3. The learned Federal Magistrate erred in finding that the Tribunal approached the consideration of the Appellant’s evidence in a rational and logical material [sic], and that its conclusions on the Applicant’s credibility were "reasonably open" on the material before it.

...

5. The learned Federal Magistrate erred in failing to find that there was no evidence to support the Tribunal’s rejection of the Appellant’s evidence.
6. The learned Federal Magistrate erred in failing to find that the reasoning of the Tribunal in relation to the Appellant’s credibility was irrational, perverse or illogical.’ (original highlighting)

4 All these grounds were advanced to the magistrate by the appellant’s same counsel, Mr S D Ower. Subject to two points, to which we will later refer, the arguments Mr Ower put to us are virtually identical to those made to the magistrate in relation to the same issues. This circumstance makes it possible for us to deal with the case more succinctly than might have otherwise been possible. We agree with the conclusion reached by Driver FM and the reasons he stated.

5 The essence of the appellant’s argument is that the Tribunal was not entitled to reject key elements of the evidence given to it by the appellant. The appellant recounted to the Tribunal a series of events that he claimed occurred in 2000 and 2001. The appellant said he was working as a professional fisherman with his cousin when their boat was intercepted by four LTTE men who demanded that the appellant assist them by obtaining and delivering supplies such as batteries, petrol and oil. The appellant claimed to have been reluctant to do this but yielded ultimately to threats. He said that, over a six month period, he regularly delivered the required supplies. His assistance came to an end when he was arrested by police in May 2001. He was detained by the police for more than three months.

_GOAL_
Carry on the appeal judgment above from the point where it stops, picking up after the appellant's detention by police.

_COLLECTED DATA_

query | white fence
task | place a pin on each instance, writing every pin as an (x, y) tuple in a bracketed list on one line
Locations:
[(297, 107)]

_ANSWER FOR THIS EXERCISE_
6 The appellant gave to the Tribunal an account of his treatment by the police over the period of his detention. He said that this treatment included torture and repeated severe beatings. The appellant said he was released only after his father paid a large sum of money to the police; his release was subject to a condition that he reside with his aunt in a particular town remote from the fishing village.

7 The appellant told the Tribunal of various incidents, involving himself, that occurred before 2000. The Tribunal member said she accepted much of what he said about those incidents but she did not consider that, even when considered cumulatively, those incidents ‘constituted serious harm of a kind which could be regarded as persecution within the meaning of the Refugee Convention’. No complaint has been made about that conclusion.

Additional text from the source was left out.